§ Written instruction
Copy the line with "tree line on" and all lines following it through the last line of the entries, exactly as written.

Data items
·····
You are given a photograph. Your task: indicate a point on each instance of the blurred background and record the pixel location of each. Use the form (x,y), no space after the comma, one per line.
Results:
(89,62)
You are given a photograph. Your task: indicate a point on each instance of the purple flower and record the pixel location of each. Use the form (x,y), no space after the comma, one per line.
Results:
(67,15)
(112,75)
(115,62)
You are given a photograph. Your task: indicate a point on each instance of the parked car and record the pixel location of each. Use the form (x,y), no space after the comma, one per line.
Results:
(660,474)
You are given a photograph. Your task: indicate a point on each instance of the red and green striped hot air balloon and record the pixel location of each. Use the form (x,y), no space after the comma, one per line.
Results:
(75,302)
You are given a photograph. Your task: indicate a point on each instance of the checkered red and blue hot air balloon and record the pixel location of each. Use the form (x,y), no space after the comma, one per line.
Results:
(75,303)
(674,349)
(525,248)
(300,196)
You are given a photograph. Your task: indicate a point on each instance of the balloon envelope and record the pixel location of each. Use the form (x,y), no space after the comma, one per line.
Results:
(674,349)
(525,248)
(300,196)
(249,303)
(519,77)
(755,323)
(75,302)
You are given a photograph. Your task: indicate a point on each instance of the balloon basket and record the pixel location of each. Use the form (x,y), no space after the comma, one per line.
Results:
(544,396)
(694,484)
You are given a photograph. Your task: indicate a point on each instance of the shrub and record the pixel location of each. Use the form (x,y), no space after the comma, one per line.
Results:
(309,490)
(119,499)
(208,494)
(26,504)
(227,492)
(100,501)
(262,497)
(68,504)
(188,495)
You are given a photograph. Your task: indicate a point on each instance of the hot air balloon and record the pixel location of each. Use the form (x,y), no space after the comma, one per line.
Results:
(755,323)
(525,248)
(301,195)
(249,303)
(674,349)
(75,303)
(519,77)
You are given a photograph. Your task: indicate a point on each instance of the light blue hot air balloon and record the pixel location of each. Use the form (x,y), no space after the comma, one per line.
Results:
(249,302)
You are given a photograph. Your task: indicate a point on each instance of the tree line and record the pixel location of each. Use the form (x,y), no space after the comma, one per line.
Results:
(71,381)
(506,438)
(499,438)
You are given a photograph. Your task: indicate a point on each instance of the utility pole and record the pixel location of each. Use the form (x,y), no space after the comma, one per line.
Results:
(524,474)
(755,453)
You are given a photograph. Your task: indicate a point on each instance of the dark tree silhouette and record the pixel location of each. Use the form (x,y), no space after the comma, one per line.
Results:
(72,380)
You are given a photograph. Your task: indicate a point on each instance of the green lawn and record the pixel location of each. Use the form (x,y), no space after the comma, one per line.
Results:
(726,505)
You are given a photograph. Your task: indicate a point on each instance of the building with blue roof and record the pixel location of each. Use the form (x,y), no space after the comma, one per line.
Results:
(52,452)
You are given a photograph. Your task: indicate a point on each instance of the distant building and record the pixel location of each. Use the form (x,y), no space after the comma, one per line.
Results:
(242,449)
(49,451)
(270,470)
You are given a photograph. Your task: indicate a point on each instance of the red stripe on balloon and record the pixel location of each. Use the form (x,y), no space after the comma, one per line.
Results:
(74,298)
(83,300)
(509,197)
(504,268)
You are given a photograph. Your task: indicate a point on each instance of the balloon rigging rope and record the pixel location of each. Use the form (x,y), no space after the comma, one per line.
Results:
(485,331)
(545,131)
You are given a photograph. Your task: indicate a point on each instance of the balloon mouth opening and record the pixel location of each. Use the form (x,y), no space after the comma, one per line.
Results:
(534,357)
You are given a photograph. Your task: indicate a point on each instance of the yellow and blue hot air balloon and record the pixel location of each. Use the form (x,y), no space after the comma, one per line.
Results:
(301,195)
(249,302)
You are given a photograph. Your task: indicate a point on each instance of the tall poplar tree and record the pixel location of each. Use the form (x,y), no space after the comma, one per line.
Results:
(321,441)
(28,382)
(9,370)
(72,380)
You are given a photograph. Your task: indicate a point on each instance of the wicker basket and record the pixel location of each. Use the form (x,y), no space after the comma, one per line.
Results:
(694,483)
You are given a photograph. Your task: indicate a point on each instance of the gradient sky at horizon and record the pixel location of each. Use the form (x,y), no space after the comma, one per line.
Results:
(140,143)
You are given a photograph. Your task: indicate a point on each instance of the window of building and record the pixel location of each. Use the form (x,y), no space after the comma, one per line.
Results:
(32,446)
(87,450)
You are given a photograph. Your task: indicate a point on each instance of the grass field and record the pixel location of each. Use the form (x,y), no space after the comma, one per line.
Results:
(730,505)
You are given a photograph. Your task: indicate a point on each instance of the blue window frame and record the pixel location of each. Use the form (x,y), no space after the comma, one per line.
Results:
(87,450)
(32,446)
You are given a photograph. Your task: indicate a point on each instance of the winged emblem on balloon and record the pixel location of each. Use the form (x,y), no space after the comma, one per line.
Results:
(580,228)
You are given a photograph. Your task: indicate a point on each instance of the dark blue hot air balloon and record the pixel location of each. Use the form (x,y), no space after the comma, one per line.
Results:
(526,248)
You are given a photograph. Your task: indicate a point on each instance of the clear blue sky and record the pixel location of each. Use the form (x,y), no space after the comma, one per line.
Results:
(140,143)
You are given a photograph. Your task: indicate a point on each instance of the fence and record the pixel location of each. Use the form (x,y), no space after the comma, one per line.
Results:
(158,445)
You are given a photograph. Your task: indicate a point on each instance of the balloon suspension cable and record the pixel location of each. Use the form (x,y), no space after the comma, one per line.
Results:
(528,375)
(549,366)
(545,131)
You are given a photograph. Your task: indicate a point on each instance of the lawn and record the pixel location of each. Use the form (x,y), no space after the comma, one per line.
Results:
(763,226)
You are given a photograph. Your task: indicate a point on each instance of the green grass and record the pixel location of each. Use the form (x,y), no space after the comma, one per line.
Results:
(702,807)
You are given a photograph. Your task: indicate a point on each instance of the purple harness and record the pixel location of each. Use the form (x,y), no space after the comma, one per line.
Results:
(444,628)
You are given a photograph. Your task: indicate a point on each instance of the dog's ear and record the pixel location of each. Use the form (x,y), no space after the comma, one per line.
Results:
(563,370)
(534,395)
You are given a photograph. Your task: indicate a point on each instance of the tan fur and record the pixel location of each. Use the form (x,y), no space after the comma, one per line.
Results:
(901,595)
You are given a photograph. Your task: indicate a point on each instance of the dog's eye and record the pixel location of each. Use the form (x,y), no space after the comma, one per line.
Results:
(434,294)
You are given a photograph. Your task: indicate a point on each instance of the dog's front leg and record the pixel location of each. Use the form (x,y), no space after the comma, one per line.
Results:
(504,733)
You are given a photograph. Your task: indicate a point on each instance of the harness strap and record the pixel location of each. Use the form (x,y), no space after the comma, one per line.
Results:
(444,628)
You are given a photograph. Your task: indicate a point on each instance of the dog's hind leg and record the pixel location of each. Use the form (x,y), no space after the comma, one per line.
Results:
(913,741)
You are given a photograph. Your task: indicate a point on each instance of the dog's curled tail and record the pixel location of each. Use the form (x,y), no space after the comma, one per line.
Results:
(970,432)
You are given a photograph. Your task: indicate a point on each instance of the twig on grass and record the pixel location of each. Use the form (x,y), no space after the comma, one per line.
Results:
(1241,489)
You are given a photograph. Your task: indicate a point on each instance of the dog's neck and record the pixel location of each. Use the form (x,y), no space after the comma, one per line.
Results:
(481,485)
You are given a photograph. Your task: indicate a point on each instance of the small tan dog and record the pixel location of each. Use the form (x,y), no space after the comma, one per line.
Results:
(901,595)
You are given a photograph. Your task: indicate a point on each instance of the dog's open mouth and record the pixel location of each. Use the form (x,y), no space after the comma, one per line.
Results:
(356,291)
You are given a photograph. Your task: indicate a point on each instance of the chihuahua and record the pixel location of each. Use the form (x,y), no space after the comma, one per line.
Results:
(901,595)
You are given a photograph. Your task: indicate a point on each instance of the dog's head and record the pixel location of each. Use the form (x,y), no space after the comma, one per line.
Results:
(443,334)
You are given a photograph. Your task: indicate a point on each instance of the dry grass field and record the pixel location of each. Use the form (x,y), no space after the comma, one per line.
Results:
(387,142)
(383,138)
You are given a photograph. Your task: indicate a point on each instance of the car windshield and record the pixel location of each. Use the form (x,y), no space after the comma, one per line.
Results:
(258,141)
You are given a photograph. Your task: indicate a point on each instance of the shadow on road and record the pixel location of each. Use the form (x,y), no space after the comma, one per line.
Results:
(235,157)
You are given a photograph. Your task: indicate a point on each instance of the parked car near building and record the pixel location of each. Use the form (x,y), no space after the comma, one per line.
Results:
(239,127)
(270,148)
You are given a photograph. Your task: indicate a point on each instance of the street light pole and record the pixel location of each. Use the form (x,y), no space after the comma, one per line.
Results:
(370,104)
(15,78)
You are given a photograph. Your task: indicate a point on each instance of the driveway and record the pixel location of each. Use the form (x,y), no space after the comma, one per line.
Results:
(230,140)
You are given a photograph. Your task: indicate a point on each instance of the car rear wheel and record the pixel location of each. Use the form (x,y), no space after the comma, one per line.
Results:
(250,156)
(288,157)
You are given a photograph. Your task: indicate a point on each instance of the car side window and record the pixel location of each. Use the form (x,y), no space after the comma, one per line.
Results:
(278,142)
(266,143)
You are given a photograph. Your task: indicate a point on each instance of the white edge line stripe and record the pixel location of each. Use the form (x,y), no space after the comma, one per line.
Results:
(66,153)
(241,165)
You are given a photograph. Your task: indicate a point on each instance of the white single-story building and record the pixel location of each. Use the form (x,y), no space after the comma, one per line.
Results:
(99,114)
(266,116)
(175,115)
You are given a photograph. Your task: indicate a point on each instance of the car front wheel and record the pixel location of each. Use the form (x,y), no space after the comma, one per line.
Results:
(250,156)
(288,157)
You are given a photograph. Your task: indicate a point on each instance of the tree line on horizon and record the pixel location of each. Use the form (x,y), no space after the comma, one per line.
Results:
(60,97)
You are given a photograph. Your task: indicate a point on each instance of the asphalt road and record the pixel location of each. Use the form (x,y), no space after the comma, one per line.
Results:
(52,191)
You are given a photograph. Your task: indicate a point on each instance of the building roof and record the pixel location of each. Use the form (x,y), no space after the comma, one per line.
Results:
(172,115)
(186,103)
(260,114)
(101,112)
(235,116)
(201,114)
·····
§ Task result
You are given a photograph. Your task: indicate a point on each instance of the tree line on horizon and record the pixel location of each. Use the form (x,y), no space after the comma, one per line.
Results:
(60,97)
You are given a photograph. Your task: indicate a point on each instance of the asphalt road and record the pixel location of each. Use the form (x,y), no space after the comma, one per line.
Results:
(52,191)
You are given a photograph. Your task: indicate a point on each instance of the building roof and record the pixel location of each. Use the form (x,y), no space after the comma, one per line.
Results:
(172,115)
(186,103)
(260,114)
(101,112)
(235,116)
(201,114)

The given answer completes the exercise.